*Source extract*

------------------------------------------------------------------------

If you don't use const or specify a section using an attribute, the variable goes to IWRAM on the GBA or EWRAM on the DS.
The speed of DMA copies among ROM, EWRAM, and VRAM doesn't really depend on 16-bit vs. 32-bit access. A 16-bit copy looks like read, write, read, write; a 32-bit copy looks like read, read, write, write.
_________________
-- Where is he?
-- Who?
-- You know, the human.
-- I think he moved to Tilwick.
#121820 - Ant6n - Thu Mar 15, 2007 4:12 am
when copying to vram i'd be faster to use 32bit accesses.
usually it would take 1 cycle for 16 bit, 2 cycles for 32 bit. But when vram is already being accessed by the gfx hardware, you have to add one, so you'd get 2 vs 3 cycles.
that's at least what gbatek says:
Quote: |
VRAM 16 8/16/32 16/32 1/1/2 *
GamePak ROM 16 8/16/32 - 5/5/8 **/***
GamePak Flash 16 8/16/32 16/32 5/5/8 **/***
GamePak SRAM 8 8 8 5 **
Timing Notes:
* Plus 1 cycle if GBA accesses video memory at the same time. |
...although, now i am not sure anymore, the plus 1 cycle might refer to the cycle, not the access
#121827 - brave_orakio - Thu Mar 15, 2007 5:12 am
Thanks to all! I didn't know that the specs had a part in where the variables were put! Also some intresting things about the DMA. I'd better check those specs as well. Thanks again!

------------------------------------------------------------------------

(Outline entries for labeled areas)
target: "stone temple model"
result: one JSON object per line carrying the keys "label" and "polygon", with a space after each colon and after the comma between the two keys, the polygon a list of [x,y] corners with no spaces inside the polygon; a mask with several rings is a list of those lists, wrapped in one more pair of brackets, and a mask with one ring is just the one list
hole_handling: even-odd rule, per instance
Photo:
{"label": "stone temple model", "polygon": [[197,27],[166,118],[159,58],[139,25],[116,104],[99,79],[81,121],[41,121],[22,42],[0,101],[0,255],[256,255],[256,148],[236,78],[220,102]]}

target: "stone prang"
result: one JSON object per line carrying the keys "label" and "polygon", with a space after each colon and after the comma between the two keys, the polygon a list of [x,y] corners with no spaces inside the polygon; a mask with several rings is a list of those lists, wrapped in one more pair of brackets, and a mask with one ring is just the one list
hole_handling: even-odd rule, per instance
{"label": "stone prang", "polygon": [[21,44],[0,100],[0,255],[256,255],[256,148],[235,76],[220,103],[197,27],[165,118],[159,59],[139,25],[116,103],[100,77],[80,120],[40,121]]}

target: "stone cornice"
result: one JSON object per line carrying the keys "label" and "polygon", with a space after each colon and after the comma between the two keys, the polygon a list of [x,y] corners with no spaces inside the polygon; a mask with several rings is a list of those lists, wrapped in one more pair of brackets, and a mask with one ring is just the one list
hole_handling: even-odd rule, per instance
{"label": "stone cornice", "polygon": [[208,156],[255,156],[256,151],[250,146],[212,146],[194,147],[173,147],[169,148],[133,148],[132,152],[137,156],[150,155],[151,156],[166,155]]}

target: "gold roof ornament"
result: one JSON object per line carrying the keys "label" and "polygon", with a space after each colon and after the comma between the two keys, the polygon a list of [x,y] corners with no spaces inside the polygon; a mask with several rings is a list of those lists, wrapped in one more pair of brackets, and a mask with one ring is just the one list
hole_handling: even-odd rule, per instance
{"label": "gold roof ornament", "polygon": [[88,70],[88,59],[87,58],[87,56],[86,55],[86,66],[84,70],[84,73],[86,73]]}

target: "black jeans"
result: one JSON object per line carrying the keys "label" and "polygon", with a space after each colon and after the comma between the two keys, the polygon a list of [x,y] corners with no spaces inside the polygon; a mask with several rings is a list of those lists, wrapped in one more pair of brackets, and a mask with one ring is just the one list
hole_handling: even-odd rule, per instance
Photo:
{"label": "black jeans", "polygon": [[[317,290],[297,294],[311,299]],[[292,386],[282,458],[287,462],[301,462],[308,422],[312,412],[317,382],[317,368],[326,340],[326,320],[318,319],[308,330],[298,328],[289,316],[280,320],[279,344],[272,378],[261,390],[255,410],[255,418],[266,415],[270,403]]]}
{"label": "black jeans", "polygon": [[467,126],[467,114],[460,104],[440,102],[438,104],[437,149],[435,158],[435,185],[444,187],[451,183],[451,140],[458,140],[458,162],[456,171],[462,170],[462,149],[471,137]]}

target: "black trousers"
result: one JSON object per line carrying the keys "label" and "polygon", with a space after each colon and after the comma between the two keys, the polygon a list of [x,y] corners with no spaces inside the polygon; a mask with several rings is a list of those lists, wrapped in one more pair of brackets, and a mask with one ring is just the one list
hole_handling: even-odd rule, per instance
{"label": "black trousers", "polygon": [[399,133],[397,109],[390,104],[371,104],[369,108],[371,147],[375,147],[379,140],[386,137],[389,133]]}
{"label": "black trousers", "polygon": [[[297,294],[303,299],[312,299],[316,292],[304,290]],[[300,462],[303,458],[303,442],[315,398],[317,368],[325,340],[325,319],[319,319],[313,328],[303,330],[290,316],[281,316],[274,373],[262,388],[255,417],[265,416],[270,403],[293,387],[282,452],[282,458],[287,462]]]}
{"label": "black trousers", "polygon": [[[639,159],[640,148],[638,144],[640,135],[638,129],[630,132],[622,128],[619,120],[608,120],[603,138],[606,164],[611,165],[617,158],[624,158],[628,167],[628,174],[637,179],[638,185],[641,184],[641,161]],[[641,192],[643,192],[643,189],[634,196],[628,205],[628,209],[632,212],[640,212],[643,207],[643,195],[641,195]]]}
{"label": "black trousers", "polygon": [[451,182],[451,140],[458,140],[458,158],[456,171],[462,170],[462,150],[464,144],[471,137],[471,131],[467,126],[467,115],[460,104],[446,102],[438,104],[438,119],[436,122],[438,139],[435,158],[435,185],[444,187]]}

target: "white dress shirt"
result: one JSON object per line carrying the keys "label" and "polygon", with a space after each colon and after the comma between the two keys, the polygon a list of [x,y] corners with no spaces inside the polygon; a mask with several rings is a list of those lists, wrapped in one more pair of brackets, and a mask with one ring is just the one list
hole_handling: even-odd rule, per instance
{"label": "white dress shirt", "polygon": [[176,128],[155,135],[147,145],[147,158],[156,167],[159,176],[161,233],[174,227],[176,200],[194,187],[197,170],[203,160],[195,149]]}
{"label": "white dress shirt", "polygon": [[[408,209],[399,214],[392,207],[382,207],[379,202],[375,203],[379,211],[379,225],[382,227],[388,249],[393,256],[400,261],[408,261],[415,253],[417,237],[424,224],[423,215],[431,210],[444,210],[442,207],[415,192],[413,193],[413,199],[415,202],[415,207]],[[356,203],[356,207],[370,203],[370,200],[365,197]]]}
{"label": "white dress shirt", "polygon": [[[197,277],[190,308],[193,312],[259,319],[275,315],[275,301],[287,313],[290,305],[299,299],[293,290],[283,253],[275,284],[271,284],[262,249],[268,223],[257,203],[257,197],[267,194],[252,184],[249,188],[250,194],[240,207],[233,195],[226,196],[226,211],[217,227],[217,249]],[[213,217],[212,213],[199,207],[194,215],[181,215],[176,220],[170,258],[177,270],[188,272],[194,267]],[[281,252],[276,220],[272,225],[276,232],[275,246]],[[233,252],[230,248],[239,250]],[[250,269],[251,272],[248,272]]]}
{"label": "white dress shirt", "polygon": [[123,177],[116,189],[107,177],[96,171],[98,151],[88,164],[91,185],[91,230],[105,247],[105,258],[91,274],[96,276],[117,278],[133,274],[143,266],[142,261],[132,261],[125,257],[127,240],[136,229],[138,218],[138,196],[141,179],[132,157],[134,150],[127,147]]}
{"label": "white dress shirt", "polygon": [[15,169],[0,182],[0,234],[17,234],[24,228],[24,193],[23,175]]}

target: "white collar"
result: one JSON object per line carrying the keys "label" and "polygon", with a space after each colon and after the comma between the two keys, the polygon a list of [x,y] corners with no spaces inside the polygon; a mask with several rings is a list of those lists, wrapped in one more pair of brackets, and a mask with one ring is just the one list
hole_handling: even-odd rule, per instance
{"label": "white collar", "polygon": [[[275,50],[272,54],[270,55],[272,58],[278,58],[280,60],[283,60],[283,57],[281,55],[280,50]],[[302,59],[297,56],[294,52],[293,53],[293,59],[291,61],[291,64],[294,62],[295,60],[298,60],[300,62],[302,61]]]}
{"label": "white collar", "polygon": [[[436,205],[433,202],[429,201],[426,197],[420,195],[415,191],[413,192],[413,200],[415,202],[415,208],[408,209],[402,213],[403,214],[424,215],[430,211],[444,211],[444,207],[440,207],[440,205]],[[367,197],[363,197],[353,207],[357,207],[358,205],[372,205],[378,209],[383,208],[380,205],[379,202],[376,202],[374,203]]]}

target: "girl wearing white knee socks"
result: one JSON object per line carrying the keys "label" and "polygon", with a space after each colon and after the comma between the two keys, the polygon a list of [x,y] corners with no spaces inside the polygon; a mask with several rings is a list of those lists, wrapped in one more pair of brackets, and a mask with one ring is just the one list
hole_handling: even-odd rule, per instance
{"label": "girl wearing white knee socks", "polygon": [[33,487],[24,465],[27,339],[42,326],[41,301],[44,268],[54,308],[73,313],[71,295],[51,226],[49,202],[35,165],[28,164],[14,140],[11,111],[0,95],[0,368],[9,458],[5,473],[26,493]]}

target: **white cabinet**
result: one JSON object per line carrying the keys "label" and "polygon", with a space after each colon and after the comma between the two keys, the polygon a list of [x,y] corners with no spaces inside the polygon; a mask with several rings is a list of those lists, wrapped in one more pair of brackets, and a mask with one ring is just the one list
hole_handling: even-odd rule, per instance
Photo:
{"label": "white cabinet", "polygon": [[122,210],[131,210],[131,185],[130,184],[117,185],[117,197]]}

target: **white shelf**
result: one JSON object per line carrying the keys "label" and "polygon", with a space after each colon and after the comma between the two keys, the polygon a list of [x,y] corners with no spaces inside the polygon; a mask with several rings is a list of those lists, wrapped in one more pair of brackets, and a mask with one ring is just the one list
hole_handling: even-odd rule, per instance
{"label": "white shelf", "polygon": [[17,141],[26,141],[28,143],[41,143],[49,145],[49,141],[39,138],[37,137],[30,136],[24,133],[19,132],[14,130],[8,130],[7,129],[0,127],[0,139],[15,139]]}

------------------------------------------------------------------------

*What this exercise asks*
A: Print the passage from the GBA memory thread starting at "-- You know, the" and ending at "vs 3 cycles.".
B: In the GBA memory thread, where does a variable go on the DS if you neither use const nor specify a section with an attribute?

*Responses in order*
A:
-- You know, the human.
-- I think he moved to Tilwick.
#121820 - Ant6n - Thu Mar 15, 2007 4:12 am
when copying to vram i'd be faster to use 32bit accesses.
usually it would take 1 cycle for 16 bit, 2 cycles for 32 bit. But when vram is already being accessed by the gfx hardware, you have to add one, so you'd get 2 vs 3 cycles.

B: It goes to EWRAM.